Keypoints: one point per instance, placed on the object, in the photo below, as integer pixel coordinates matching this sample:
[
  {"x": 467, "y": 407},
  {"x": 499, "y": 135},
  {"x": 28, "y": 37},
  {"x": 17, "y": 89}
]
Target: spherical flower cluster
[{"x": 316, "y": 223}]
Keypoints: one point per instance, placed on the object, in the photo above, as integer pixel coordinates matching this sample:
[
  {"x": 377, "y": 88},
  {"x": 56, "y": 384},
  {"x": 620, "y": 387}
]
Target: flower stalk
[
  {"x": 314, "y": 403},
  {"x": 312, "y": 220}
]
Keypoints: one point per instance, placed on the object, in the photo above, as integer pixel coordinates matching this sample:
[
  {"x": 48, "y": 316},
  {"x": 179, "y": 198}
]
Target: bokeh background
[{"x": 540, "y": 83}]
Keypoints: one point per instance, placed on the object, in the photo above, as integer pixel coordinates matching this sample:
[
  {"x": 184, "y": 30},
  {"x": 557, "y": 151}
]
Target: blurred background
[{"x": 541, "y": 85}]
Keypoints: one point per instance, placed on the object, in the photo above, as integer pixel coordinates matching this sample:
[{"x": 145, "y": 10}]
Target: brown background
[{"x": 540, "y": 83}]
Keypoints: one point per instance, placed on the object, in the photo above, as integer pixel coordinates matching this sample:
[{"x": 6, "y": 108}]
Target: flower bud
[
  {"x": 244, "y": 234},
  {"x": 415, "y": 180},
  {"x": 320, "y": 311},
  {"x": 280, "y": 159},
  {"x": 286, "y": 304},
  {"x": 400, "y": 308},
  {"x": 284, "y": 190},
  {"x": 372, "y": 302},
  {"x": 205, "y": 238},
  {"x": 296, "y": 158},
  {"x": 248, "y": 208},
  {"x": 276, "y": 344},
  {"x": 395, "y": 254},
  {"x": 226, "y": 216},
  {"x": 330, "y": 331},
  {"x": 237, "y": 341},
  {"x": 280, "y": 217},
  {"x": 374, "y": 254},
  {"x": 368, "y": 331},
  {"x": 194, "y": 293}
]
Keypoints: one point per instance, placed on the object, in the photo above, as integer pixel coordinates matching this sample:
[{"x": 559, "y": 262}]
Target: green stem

PROBLEM TO WORK ON => Give back every entry, word for word.

COMPLETED TASK =>
Keypoints: one point per instance, placed on the object, in the photo below, as integer pixel coordinates matching this sample:
[
  {"x": 467, "y": 407},
  {"x": 499, "y": 135},
  {"x": 28, "y": 37},
  {"x": 17, "y": 89}
]
Target: spherical flower cluster
[{"x": 316, "y": 223}]
Keypoints: one point per instance, placed on the object, in the photo above, as integer pixel coordinates matching this sample:
[
  {"x": 377, "y": 88},
  {"x": 56, "y": 384},
  {"x": 620, "y": 387}
]
Target: flower stalk
[
  {"x": 314, "y": 403},
  {"x": 312, "y": 220}
]
Keypoints: one point per instance, placed on the object, in the photo above, as integer pixel coordinates matching this sample:
[
  {"x": 48, "y": 316},
  {"x": 179, "y": 198}
]
Target: bokeh background
[{"x": 540, "y": 83}]
Keypoints: one point per instance, placed on the object, in the photo above, as integer pixel coordinates matching this sample:
[
  {"x": 184, "y": 30},
  {"x": 557, "y": 151}
]
Target: blurred background
[{"x": 541, "y": 85}]
Keypoints: one point per instance, placed on the object, in the photo above, as integer pixel coordinates matching this sample:
[{"x": 145, "y": 10}]
Target: brown background
[{"x": 540, "y": 83}]
Keypoints: one point per instance, placed on the object, in the photo above, as integer pixel coordinates matching this sample:
[{"x": 6, "y": 108}]
Target: flower bud
[
  {"x": 244, "y": 234},
  {"x": 415, "y": 180},
  {"x": 320, "y": 311},
  {"x": 280, "y": 159},
  {"x": 286, "y": 304},
  {"x": 400, "y": 308},
  {"x": 284, "y": 190},
  {"x": 372, "y": 302},
  {"x": 205, "y": 238},
  {"x": 296, "y": 158},
  {"x": 248, "y": 208},
  {"x": 276, "y": 344},
  {"x": 395, "y": 254},
  {"x": 226, "y": 216},
  {"x": 330, "y": 331},
  {"x": 237, "y": 341},
  {"x": 280, "y": 217},
  {"x": 374, "y": 254},
  {"x": 368, "y": 331},
  {"x": 194, "y": 293}
]
Keypoints: one point per instance, placed on the object, in the photo above, as integer pixel coordinates matching this sample:
[{"x": 559, "y": 262}]
Target: green stem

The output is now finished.